======== PROVIDED TEXT ========
How much % of your water do you change every week? What are your ammonia, nitrite and nitrate levels? As for restarting the tank I would suggest Drying out your tank (except for the plants) Then recycling your tank. Mabye somebody else is more experienced.
 
Genral72 said:
Then recycling your tank.
Re-cycle for bacteria, not recycle as in get rid of :P .
 
The only time I have seen all the fish in a tank die this fast is b/c of a faulty heater. What was the temp of the tank? If the heater short circuits, it can cook the fish.
 
white growth on plants?

Do you mean white growth like you have live plants that now have growth in new leaves?

Or, is there some white gummy stuff growing on live plants?

Or some other white thing on fake plants?
 
I am sorry but I :laugh: when I saw the title to this thread... I guess there's only one thing to help you with since your fish are past our assistance which is :( . next time you should have someone check on your fish while you're away so if anything goes wrong at some point the little buggers will have a shot...

You can wash everything in your tank with bleach (except driftwood or absorbent materials), rinse well and start again, everything should be reusable. When you start the tank (after cycling) get a few cheap hardy fish and let them go a few weeks to make sure there's no remaining pathogen (shouldn't be after bleaching everything). Anything you can't bleach & rinse easily can be boiled as an alternative sterilization.

Make sure you're not using chlorinated tapwater (or that your local water supply didn't start adding something new, like chloramine).
======== RECORDS PROVIDED ========
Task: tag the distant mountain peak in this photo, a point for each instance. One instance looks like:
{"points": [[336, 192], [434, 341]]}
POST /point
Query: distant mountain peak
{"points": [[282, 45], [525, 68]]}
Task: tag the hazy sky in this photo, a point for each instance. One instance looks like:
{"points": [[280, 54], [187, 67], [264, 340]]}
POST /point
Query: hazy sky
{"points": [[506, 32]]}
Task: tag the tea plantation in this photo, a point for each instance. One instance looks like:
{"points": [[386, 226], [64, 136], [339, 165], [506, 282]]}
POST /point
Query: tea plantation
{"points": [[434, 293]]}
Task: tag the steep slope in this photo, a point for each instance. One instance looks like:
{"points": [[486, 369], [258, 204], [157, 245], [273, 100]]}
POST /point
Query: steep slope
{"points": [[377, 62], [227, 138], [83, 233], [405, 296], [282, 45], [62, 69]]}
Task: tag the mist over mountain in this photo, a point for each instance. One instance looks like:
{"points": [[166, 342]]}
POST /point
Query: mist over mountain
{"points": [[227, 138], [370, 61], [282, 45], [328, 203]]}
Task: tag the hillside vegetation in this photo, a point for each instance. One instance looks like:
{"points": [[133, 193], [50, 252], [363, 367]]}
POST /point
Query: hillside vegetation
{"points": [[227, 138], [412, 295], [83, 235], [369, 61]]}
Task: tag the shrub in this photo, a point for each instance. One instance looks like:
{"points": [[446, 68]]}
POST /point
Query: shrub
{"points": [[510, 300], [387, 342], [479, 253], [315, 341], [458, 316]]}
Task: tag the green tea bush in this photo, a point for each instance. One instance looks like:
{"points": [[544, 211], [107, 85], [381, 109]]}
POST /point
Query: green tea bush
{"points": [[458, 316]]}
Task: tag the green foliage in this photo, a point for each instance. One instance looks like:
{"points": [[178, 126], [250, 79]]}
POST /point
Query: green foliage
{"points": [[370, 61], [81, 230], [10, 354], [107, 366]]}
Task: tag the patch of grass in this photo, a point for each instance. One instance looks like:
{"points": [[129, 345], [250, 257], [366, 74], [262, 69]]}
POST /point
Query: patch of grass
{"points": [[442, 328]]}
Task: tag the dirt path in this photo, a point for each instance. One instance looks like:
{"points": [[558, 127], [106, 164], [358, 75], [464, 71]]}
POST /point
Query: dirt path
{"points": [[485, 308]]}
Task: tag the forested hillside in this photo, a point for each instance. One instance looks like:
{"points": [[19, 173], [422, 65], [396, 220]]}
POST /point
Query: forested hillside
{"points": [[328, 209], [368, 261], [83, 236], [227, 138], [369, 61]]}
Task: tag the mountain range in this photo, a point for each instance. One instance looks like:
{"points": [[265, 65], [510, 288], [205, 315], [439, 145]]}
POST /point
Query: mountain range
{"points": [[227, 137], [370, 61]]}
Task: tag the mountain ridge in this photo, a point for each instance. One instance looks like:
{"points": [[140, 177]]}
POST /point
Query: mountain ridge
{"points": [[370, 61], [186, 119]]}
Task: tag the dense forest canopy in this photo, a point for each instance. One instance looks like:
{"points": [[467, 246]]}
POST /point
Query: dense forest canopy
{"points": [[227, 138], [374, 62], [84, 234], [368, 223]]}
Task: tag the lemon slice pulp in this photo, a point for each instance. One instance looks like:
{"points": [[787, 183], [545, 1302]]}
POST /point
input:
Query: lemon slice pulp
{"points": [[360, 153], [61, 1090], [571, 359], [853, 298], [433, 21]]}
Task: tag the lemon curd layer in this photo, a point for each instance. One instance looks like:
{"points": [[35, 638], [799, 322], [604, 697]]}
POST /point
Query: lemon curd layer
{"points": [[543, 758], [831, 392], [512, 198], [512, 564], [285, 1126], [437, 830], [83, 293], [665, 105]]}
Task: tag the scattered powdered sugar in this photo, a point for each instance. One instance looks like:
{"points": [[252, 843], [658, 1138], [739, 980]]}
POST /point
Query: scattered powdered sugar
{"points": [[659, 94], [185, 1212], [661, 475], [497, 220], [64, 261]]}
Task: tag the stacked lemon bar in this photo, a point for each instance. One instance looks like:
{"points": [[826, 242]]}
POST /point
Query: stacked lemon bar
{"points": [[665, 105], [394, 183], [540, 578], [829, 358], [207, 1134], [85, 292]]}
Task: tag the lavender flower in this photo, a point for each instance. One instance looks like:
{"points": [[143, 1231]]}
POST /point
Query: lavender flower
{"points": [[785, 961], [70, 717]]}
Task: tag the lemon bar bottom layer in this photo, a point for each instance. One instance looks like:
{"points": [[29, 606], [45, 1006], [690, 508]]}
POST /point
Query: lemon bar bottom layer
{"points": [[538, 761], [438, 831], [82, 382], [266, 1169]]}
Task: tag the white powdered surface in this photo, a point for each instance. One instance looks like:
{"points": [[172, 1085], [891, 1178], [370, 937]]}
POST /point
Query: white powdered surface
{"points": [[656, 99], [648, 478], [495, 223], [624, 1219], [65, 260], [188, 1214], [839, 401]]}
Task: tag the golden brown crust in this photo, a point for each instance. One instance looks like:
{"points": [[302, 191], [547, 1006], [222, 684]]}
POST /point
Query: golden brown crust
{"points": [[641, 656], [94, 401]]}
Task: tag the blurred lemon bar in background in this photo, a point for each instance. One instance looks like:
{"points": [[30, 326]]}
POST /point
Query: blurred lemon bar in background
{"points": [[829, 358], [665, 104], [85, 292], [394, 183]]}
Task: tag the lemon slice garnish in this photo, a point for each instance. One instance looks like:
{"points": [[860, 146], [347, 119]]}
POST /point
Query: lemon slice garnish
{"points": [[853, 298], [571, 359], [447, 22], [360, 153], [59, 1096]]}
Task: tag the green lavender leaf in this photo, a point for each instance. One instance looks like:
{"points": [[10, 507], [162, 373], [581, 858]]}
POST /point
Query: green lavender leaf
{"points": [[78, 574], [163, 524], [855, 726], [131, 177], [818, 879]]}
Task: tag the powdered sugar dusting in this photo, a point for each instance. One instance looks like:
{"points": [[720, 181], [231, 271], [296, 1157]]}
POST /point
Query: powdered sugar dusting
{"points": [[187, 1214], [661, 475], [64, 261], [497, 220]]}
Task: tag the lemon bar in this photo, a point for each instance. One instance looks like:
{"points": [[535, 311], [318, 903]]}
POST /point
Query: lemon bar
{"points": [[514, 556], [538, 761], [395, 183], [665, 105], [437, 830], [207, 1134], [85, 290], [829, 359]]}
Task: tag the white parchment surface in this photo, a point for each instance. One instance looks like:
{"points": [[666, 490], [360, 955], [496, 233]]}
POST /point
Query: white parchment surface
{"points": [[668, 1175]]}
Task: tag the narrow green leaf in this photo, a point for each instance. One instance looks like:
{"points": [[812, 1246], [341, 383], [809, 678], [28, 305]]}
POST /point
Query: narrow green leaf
========
WORK TASK A >> Could you set down, word for word, the stretch of the fish tank thread from "The only time" through "cook the fish."?
WORK TASK B >> Can you carry the fish tank thread forward, starting after its final line?

FINAL ANSWER A >>
The only time I have seen all the fish in a tank die this fast is b/c of a faulty heater. What was the temp of the tank? If the heater short circuits, it can cook the fish.

FINAL ANSWER B >>
 
I would just condition the water everytime. Some districts like mine keep switching from chlorine to chloramine back and forth so I just condition every waterchange to be safe.
 
hurricanejedi said:
Re-cycle for bacteria, not recycle as in get rid of :P .
Well, I'd agree but only if it can be established the cause of the problem was a broken heater or gross over-feeding. If you can't pinpoint the cause, I'd be worried about some weird virus or something which could still exist inside the filter media. In which case, I'd toss the media and wash the filter with bleach as with the rest of the tank. But, that's just me.
 
Strange.

The original poster kstar, was here at 11:35 today, but he didn't bother posting in the thread. It's the only post he has.

Hrmp.

I would think that he put one of those automatic feeders in his tank and it went haywire. That would account for the white stuff, dead fish, and anything else that went wrong.

Yes, this does happen with auto-feeders.